> LISTED ENTRIES

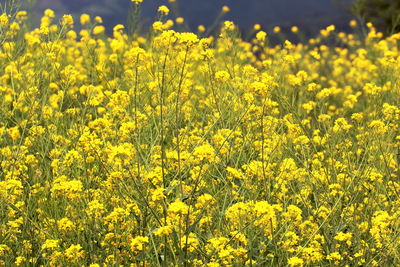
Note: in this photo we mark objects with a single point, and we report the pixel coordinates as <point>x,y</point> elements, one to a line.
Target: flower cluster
<point>176,149</point>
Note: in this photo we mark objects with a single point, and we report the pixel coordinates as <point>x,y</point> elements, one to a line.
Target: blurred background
<point>309,15</point>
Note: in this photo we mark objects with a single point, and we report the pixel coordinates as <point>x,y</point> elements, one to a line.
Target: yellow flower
<point>85,19</point>
<point>295,262</point>
<point>138,243</point>
<point>261,36</point>
<point>163,10</point>
<point>51,244</point>
<point>74,252</point>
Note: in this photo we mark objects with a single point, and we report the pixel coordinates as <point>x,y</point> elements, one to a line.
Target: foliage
<point>385,14</point>
<point>176,149</point>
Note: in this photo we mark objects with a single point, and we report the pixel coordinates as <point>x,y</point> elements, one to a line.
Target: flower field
<point>175,149</point>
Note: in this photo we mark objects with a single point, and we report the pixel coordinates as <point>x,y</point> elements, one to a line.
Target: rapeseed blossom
<point>213,151</point>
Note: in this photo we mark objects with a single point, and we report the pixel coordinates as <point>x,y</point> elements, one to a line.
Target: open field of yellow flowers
<point>177,150</point>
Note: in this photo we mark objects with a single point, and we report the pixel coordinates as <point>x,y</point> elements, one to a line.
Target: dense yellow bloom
<point>138,243</point>
<point>170,147</point>
<point>163,10</point>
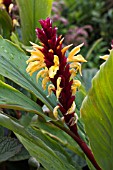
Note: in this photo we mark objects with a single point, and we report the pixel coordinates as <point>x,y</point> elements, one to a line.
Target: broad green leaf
<point>97,114</point>
<point>14,99</point>
<point>13,66</point>
<point>8,148</point>
<point>58,135</point>
<point>22,155</point>
<point>5,23</point>
<point>36,147</point>
<point>36,10</point>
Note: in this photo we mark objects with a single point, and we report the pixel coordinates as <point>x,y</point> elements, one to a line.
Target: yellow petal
<point>56,60</point>
<point>73,73</point>
<point>34,66</point>
<point>55,112</point>
<point>74,51</point>
<point>77,67</point>
<point>31,65</point>
<point>44,82</point>
<point>37,53</point>
<point>42,73</point>
<point>52,71</point>
<point>75,85</point>
<point>33,58</point>
<point>10,7</point>
<point>105,57</point>
<point>65,49</point>
<point>51,87</point>
<point>77,58</point>
<point>59,89</point>
<point>72,108</point>
<point>36,46</point>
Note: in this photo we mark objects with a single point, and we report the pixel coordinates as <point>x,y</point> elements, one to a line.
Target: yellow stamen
<point>37,53</point>
<point>72,108</point>
<point>36,68</point>
<point>44,82</point>
<point>51,87</point>
<point>53,69</point>
<point>77,66</point>
<point>75,85</point>
<point>59,89</point>
<point>77,58</point>
<point>55,112</point>
<point>105,57</point>
<point>11,7</point>
<point>73,73</point>
<point>74,51</point>
<point>34,58</point>
<point>36,46</point>
<point>65,49</point>
<point>42,73</point>
<point>31,65</point>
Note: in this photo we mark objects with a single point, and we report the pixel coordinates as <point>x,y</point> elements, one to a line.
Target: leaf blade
<point>96,112</point>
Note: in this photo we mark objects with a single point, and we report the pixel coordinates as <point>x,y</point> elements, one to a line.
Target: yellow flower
<point>72,108</point>
<point>42,73</point>
<point>51,87</point>
<point>76,66</point>
<point>72,54</point>
<point>75,85</point>
<point>59,89</point>
<point>44,82</point>
<point>53,69</point>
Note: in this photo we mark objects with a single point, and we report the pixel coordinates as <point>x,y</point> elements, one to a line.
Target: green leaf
<point>36,147</point>
<point>58,135</point>
<point>36,10</point>
<point>13,66</point>
<point>8,148</point>
<point>14,99</point>
<point>5,23</point>
<point>22,155</point>
<point>97,114</point>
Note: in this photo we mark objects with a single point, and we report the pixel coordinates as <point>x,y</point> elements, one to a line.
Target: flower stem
<point>82,145</point>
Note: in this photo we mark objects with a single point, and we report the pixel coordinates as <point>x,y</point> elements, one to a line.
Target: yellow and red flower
<point>50,63</point>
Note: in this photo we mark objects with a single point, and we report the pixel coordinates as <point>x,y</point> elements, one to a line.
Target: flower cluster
<point>57,70</point>
<point>105,57</point>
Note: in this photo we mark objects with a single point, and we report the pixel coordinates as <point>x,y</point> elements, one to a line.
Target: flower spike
<point>56,70</point>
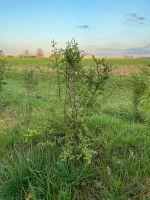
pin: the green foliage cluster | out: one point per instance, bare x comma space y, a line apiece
77, 98
65, 135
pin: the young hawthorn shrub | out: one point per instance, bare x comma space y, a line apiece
79, 88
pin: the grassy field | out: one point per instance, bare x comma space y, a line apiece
30, 166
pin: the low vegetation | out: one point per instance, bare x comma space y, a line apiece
74, 129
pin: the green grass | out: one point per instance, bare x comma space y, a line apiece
119, 171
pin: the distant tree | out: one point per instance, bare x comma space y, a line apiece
26, 53
1, 53
39, 53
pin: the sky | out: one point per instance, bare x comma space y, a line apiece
111, 28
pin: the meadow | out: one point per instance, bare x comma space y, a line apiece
108, 157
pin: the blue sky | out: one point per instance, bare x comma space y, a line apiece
110, 28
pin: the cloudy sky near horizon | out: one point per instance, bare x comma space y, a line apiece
111, 28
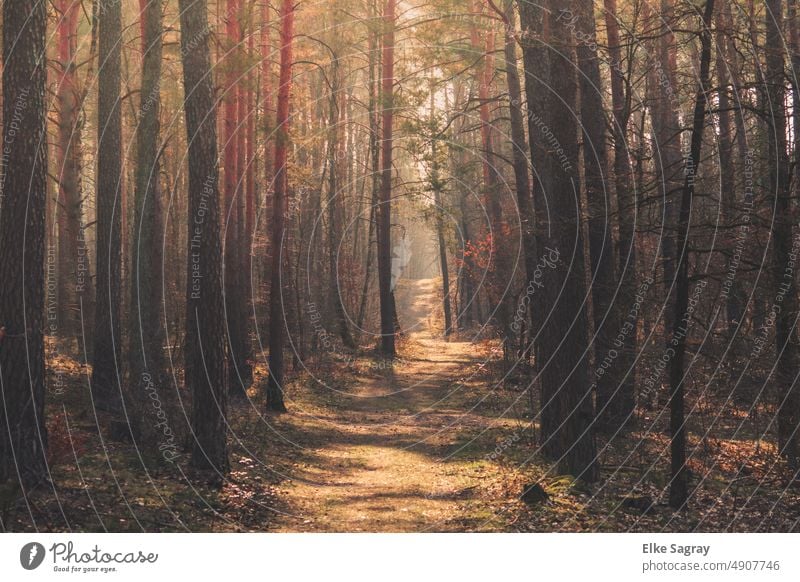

> ABOUT THIS TASK
Return an exact transcription of the material, with its pictures left out.

> PROBLEM SOLUTION
Note: in this photo we mark objects with a single point, and we report the pixel coordinates as <point>x,y</point> elements, one to a line.
Target: flower cluster
<point>176,149</point>
Note: in this photo we mark objects with a single point, and we report the pixel coordinates as <point>x,y</point> elements, one to a line.
Target: blurred background
<point>309,15</point>
Note: in this photo we mark objects with a single point, and we report the pixel coordinates as <point>x,y</point> elements, one to a line.
Target: yellow flower
<point>85,19</point>
<point>295,262</point>
<point>138,243</point>
<point>261,36</point>
<point>163,10</point>
<point>51,244</point>
<point>74,252</point>
Note: in this photo we mark objects with a single point, and we report the pixel coordinates as <point>x,y</point> elements, one to a line.
Target: foliage
<point>385,14</point>
<point>176,149</point>
Note: in this photo we mark objects with a single point, and we report the pixel coordinates as <point>x,y</point> elements, one to a line.
Target: flower field
<point>175,149</point>
Note: in this photo we mark objects with a single point, and we report the pixel coordinates as <point>x,y</point> elements, one to a line.
Target: rapeseed blossom
<point>213,151</point>
Note: in this photo we mark objects with a single point, and we report the pixel coordinates as <point>x,y</point> elements, one to a line.
Target: open field of yellow flowers
<point>177,150</point>
Note: in this photo we mark objects with a single point, and we report the pixel coordinates as <point>x,y</point> elements, one to a line.
Target: dense yellow bloom
<point>138,243</point>
<point>170,147</point>
<point>163,10</point>
Note: in this photo we mark objects with a single point, and we report the pixel coordinates as <point>x,y</point> elements, one to a line.
Target: broad green leaf
<point>97,114</point>
<point>14,99</point>
<point>13,66</point>
<point>8,148</point>
<point>58,135</point>
<point>22,155</point>
<point>5,23</point>
<point>36,147</point>
<point>36,10</point>
Note: in this photo we mark objects with a single point, and we report the pixel coordinates as <point>x,y</point> elements, one to a line.
Target: yellow petal
<point>56,60</point>
<point>73,73</point>
<point>34,66</point>
<point>55,112</point>
<point>74,51</point>
<point>77,67</point>
<point>31,65</point>
<point>44,82</point>
<point>37,53</point>
<point>42,73</point>
<point>52,71</point>
<point>75,85</point>
<point>33,58</point>
<point>10,7</point>
<point>105,57</point>
<point>65,49</point>
<point>51,87</point>
<point>77,58</point>
<point>59,89</point>
<point>72,108</point>
<point>36,46</point>
Note: in this photo we mark objects with a single point, and we report the pixel coordinates as <point>x,y</point> elements, one to a line.
Target: yellow stamen
<point>37,53</point>
<point>72,108</point>
<point>36,68</point>
<point>44,82</point>
<point>51,87</point>
<point>53,69</point>
<point>77,66</point>
<point>75,85</point>
<point>59,89</point>
<point>77,58</point>
<point>55,112</point>
<point>105,57</point>
<point>11,7</point>
<point>73,73</point>
<point>74,51</point>
<point>34,58</point>
<point>36,46</point>
<point>65,49</point>
<point>42,73</point>
<point>31,65</point>
Note: in this photo we mark objects with a single point, and we report the pixel coordinates as <point>x,y</point> elements, one to a line.
Target: leaf blade
<point>96,112</point>
Note: in this photo we mark objects with a single point, and we report the pixel coordinates as <point>x,y</point> elements, one to a line.
Target: yellow flower
<point>72,108</point>
<point>42,73</point>
<point>51,87</point>
<point>76,66</point>
<point>72,54</point>
<point>75,85</point>
<point>59,89</point>
<point>44,82</point>
<point>53,69</point>
Note: in this photo we mark objects with a single point, and we report the pixel coordinates as <point>x,y</point> elements, one to a line.
Target: green leaf
<point>36,147</point>
<point>58,135</point>
<point>36,10</point>
<point>13,66</point>
<point>8,148</point>
<point>14,99</point>
<point>5,23</point>
<point>22,155</point>
<point>97,114</point>
Note: in this photo we mark objects with a single point, and we report the pixel coordinates as <point>x,y</point> elements, one to a line.
Target: flower stem
<point>82,145</point>
Note: in this photo we mark objects with a single point, and we report the pixel coordinates as <point>x,y</point> elements, one to a line.
Target: yellow and red flower
<point>50,63</point>
Note: in this photo we mark objects with a single point, and we report the pixel coordinates as <point>x,y</point> elements, one to a line.
Target: flower cluster
<point>57,70</point>
<point>105,57</point>
Note: in this photo we mark objects with a single point, and we report the pixel coordinates as <point>x,y</point> elements, one to a line.
Target: flower spike
<point>56,70</point>
pin: the green foliage cluster | out: one point per instance, bare x comma space y, a line apiece
77, 98
65, 135
pin: the young hawthorn shrub | out: one point per instance, bare x comma space y, a line apiece
79, 88
pin: the grassy field | out: one point per instance, bare x comma space y, a line apiece
30, 166
pin: the low vegetation | out: one point per instance, bare x comma space y, a line apiece
74, 129
pin: the green grass | out: one point per instance, bare x comma space y, a line apiece
119, 171
pin: the distant tree | out: one point per instance, bare x comma space y, a line apiece
26, 53
1, 53
39, 53
pin: the sky | out: one point per instance, bare x comma space y, a line apiece
111, 28
pin: the meadow | out: one point per instance, bare x comma space y, a line apiece
108, 157
pin: the blue sky | out: one point per instance, bare x comma space y, a line apiece
110, 28
pin: the cloudy sky near horizon | out: one point per instance, bare x comma space y, a line apiece
111, 28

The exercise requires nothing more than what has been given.